:: Problem ::
From the first record through the last, copy each one exactly.
··· Data
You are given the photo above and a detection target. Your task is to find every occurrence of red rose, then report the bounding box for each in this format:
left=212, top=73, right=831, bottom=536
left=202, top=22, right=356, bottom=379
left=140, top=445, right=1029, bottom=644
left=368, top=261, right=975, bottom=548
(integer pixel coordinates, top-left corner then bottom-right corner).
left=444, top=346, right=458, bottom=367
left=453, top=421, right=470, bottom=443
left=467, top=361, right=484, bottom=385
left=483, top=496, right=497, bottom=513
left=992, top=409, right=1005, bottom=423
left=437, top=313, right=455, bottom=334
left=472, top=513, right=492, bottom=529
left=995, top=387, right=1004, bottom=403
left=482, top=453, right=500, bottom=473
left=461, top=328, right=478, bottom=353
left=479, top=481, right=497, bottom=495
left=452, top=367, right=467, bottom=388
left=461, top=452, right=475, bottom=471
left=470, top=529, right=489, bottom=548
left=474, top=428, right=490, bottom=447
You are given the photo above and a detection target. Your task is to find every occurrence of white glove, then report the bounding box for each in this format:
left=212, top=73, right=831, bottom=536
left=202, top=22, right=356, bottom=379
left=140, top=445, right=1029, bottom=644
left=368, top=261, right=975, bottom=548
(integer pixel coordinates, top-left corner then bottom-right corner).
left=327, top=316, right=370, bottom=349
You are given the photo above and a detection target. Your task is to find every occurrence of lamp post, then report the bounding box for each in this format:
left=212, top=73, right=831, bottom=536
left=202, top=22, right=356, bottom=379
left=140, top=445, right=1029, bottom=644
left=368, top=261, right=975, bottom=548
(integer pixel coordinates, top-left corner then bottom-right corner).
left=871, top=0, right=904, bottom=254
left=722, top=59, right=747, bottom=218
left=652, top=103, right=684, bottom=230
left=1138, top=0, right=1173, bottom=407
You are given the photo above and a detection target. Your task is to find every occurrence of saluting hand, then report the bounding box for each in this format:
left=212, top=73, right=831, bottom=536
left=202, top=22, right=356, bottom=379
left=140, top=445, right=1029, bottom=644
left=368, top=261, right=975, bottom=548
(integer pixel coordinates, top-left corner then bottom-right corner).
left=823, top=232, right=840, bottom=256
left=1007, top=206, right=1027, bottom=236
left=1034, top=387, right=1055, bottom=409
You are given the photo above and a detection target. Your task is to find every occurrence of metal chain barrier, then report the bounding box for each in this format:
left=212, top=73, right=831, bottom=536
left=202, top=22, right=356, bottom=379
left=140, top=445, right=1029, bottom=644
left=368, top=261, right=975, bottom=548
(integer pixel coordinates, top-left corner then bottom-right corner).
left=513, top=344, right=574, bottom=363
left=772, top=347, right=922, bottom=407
······
:: Result of the task ::
You are given the photo above and a detection target. Your task is to find every occurrence of red rose, then report the bounding box for each in this format:
left=212, top=73, right=831, bottom=536
left=202, top=22, right=356, bottom=379
left=140, top=445, right=1029, bottom=644
left=368, top=261, right=975, bottom=548
(integer pixel coordinates, top-left corner then bottom-right corner).
left=444, top=346, right=458, bottom=367
left=453, top=421, right=470, bottom=443
left=467, top=361, right=484, bottom=385
left=483, top=496, right=497, bottom=513
left=992, top=409, right=1005, bottom=423
left=437, top=313, right=455, bottom=334
left=472, top=513, right=492, bottom=529
left=995, top=387, right=1004, bottom=403
left=482, top=453, right=500, bottom=473
left=461, top=328, right=478, bottom=353
left=479, top=481, right=497, bottom=495
left=452, top=367, right=467, bottom=388
left=461, top=452, right=475, bottom=471
left=470, top=529, right=489, bottom=548
left=474, top=428, right=490, bottom=447
You are given the photo above and a detection target. Your task is to find every occurrence of white glove, then report the bounding box for each in this format:
left=212, top=73, right=831, bottom=536
left=202, top=22, right=356, bottom=379
left=140, top=445, right=1029, bottom=644
left=368, top=261, right=975, bottom=548
(integer pixel coordinates, top-left corner then bottom-right corner).
left=327, top=316, right=370, bottom=349
You are given the photo above and a detection target. Your task is to find every occurrence of lamp post, then report the bounding box for each in this format:
left=212, top=73, right=831, bottom=536
left=202, top=22, right=356, bottom=379
left=140, top=445, right=1029, bottom=644
left=368, top=261, right=975, bottom=548
(integer pixel coordinates, top-left corner then bottom-right corner).
left=871, top=0, right=904, bottom=254
left=722, top=59, right=747, bottom=218
left=652, top=103, right=684, bottom=230
left=1138, top=0, right=1173, bottom=407
You are given the photo above and a detection target. Your task is to find every occurrence of saluting hand, then report the bounding box for each in this format:
left=212, top=73, right=831, bottom=536
left=202, top=22, right=356, bottom=379
left=140, top=445, right=1029, bottom=644
left=368, top=261, right=975, bottom=548
(integer pixel coordinates, top-left corner then bottom-right corner).
left=823, top=232, right=840, bottom=256
left=1007, top=206, right=1027, bottom=236
left=1034, top=387, right=1055, bottom=409
You are given the photo above and a detection target. Your task is to find every occurrence of metal chain barrier, then report the bounding box for each in this format:
left=212, top=73, right=831, bottom=536
left=202, top=22, right=356, bottom=379
left=140, top=445, right=1029, bottom=644
left=368, top=261, right=975, bottom=548
(integer pixel coordinates, top-left corner then bottom-right corner).
left=513, top=344, right=574, bottom=363
left=772, top=347, right=922, bottom=407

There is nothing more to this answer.